> _Work order_
When the string "below" appears in a line of the records, show the whole line.

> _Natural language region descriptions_
----------------------------------------
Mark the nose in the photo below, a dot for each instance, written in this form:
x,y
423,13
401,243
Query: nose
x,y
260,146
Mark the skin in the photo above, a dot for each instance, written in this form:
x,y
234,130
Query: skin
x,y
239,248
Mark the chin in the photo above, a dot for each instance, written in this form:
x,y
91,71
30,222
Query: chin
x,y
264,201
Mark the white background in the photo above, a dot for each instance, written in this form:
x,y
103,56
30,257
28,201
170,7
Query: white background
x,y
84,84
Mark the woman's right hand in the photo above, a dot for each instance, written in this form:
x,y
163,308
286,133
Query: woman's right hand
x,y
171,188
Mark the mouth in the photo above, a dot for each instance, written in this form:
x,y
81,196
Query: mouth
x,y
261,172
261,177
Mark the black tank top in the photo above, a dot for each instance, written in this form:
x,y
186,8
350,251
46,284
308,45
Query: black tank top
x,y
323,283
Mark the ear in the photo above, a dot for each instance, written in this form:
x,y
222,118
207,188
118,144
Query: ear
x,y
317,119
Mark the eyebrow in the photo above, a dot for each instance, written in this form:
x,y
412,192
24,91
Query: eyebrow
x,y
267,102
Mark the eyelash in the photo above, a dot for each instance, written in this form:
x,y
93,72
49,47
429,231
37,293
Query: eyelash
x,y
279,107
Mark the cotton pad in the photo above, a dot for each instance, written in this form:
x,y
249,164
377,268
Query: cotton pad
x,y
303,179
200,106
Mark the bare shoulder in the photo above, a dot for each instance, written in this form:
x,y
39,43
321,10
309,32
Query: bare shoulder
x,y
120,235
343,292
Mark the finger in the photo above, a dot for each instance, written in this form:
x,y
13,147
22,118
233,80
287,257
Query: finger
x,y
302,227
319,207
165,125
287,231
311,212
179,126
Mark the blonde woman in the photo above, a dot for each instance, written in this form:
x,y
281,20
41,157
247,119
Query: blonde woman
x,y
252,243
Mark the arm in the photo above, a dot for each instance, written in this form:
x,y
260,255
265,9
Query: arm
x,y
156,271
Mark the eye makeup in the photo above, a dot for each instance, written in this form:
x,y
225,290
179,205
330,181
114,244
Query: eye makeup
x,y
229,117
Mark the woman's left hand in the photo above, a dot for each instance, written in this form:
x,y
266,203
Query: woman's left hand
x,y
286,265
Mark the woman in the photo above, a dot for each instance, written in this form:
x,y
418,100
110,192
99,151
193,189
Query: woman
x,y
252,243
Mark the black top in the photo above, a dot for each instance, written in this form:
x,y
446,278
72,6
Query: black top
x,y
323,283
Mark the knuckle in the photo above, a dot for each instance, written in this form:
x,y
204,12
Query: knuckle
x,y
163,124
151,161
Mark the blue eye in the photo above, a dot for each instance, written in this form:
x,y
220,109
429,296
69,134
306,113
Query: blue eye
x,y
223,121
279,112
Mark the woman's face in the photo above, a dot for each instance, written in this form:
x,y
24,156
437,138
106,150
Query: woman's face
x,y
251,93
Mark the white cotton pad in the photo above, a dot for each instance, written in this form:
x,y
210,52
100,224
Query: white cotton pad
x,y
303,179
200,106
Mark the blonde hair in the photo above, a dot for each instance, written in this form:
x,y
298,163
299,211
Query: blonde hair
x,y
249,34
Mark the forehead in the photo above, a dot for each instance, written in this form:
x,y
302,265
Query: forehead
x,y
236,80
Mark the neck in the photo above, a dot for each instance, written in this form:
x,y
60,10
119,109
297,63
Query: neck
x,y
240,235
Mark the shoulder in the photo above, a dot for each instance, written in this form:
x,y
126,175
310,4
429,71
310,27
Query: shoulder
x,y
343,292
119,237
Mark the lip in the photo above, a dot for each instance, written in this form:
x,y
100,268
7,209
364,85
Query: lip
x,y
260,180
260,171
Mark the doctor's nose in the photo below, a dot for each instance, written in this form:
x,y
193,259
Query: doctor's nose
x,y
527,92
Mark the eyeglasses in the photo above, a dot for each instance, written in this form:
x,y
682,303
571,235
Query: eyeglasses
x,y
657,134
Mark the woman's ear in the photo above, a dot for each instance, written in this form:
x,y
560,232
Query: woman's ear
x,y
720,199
----------------------------------------
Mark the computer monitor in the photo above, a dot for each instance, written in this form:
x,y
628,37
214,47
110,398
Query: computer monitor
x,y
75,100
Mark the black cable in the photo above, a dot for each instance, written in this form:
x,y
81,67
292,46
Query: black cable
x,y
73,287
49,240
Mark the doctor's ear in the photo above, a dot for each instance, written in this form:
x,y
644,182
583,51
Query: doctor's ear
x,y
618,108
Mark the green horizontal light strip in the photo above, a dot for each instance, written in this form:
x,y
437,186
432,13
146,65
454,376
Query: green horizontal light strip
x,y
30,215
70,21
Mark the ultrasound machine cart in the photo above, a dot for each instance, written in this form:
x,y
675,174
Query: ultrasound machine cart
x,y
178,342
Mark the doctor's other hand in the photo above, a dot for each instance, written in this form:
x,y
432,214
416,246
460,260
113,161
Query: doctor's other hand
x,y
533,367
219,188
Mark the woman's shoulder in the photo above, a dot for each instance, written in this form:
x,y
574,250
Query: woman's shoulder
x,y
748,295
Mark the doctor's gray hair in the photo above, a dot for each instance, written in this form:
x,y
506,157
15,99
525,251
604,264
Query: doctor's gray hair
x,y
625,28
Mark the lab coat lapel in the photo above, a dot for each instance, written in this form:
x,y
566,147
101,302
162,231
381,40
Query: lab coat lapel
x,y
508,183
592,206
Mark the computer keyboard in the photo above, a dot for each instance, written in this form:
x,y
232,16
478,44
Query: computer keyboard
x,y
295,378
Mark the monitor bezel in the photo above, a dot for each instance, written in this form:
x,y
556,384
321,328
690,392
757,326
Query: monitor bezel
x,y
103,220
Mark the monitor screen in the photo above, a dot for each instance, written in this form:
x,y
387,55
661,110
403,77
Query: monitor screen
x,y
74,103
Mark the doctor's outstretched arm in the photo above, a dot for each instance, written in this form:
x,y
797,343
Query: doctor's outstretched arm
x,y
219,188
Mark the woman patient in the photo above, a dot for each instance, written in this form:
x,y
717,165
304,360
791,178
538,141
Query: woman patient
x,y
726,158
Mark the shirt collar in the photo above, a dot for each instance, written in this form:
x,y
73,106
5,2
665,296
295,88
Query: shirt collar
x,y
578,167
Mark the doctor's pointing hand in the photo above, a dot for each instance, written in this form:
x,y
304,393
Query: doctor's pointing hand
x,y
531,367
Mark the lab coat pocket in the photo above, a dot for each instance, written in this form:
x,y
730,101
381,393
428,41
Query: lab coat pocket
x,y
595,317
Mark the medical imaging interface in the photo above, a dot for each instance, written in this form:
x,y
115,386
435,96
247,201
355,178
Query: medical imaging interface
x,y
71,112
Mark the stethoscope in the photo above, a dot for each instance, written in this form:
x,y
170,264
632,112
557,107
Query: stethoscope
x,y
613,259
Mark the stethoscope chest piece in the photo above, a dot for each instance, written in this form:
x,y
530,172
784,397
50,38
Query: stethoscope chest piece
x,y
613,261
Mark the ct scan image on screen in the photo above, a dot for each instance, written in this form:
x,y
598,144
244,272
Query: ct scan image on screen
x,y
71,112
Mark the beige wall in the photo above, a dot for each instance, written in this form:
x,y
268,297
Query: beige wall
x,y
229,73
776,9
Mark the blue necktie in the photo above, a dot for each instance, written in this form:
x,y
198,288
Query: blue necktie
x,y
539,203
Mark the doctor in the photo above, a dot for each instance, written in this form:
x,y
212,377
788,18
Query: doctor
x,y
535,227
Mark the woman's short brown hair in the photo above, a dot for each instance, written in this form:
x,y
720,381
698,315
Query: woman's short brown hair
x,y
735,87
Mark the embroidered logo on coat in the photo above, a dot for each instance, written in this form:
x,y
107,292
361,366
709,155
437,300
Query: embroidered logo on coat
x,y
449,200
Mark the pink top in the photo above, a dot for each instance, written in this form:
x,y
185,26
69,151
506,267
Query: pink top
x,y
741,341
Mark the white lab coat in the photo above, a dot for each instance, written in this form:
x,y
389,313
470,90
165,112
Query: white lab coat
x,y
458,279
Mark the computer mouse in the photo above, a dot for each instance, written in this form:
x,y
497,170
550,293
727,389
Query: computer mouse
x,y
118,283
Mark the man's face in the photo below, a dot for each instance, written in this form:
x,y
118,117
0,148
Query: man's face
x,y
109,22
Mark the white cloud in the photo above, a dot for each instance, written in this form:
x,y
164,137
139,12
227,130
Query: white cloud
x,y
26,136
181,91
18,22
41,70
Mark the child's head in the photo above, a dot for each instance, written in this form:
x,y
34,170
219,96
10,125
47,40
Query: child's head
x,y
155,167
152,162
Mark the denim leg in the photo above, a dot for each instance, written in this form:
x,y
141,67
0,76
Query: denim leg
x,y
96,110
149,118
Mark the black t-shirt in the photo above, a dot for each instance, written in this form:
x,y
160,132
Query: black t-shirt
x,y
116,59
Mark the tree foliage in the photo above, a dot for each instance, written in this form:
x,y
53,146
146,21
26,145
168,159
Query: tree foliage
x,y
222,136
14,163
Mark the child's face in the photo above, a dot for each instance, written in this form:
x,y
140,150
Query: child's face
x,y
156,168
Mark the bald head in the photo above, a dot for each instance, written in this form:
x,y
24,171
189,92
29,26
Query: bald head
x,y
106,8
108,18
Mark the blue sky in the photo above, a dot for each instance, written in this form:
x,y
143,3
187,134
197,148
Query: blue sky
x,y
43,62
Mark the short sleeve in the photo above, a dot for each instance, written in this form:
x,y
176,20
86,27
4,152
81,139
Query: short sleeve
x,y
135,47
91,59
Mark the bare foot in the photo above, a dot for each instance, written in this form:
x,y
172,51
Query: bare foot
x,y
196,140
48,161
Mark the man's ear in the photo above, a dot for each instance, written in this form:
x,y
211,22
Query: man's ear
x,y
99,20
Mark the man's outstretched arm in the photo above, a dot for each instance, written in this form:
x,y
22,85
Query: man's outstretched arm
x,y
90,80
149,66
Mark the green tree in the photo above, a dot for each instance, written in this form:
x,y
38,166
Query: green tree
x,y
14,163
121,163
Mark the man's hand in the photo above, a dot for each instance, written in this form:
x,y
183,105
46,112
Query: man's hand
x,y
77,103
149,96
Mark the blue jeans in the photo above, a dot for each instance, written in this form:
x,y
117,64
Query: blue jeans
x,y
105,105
----------------------------------------
> _Your response_
Mark the nose in the photo below, a dot for each instance, written in this form:
Mark the doctor's nose in the photo below, a dot for each instance, written in this form:
Mark the man's face in the photo below, a dot for each instance, written in this form:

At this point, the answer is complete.